» Data
########################################

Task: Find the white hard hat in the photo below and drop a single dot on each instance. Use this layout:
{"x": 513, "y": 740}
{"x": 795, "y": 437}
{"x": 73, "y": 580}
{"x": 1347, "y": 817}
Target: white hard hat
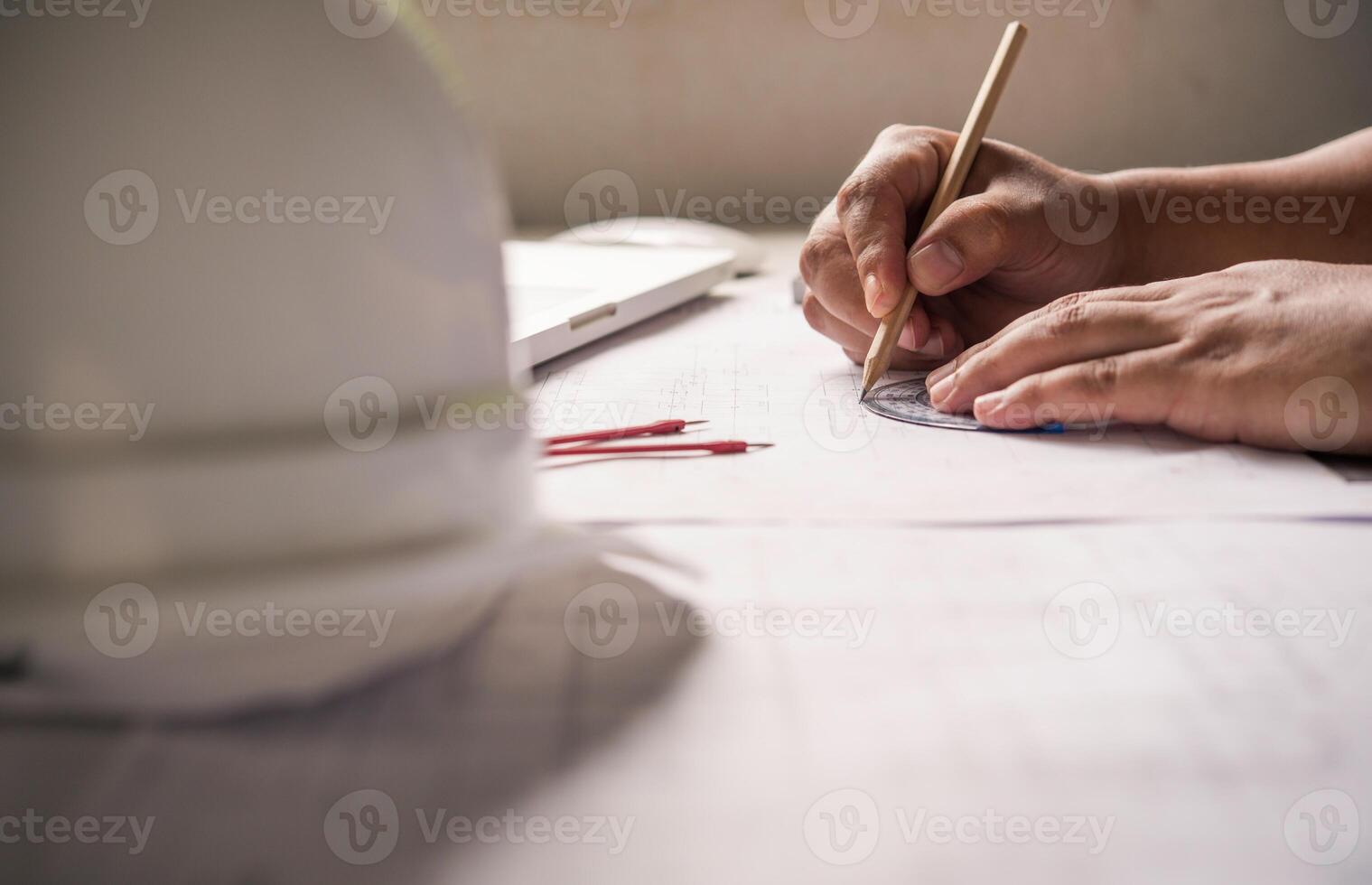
{"x": 253, "y": 311}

########################################

» Set exercise
Output every line of the records above as a Markdown table with the columns "No." and "Text", numbering the rows and skipping blank lines. Leave the pictures out.

» Exercise response
| No. | Text |
|---|---|
| 1 | Task: Find the white hard hat in the photo below and drop a single dot on each instance. Use this layout: |
| 2 | {"x": 513, "y": 740} |
| 3 | {"x": 795, "y": 437} |
| 4 | {"x": 73, "y": 580} |
| 5 | {"x": 1347, "y": 817} |
| 6 | Target: white hard hat |
| 7 | {"x": 253, "y": 311} |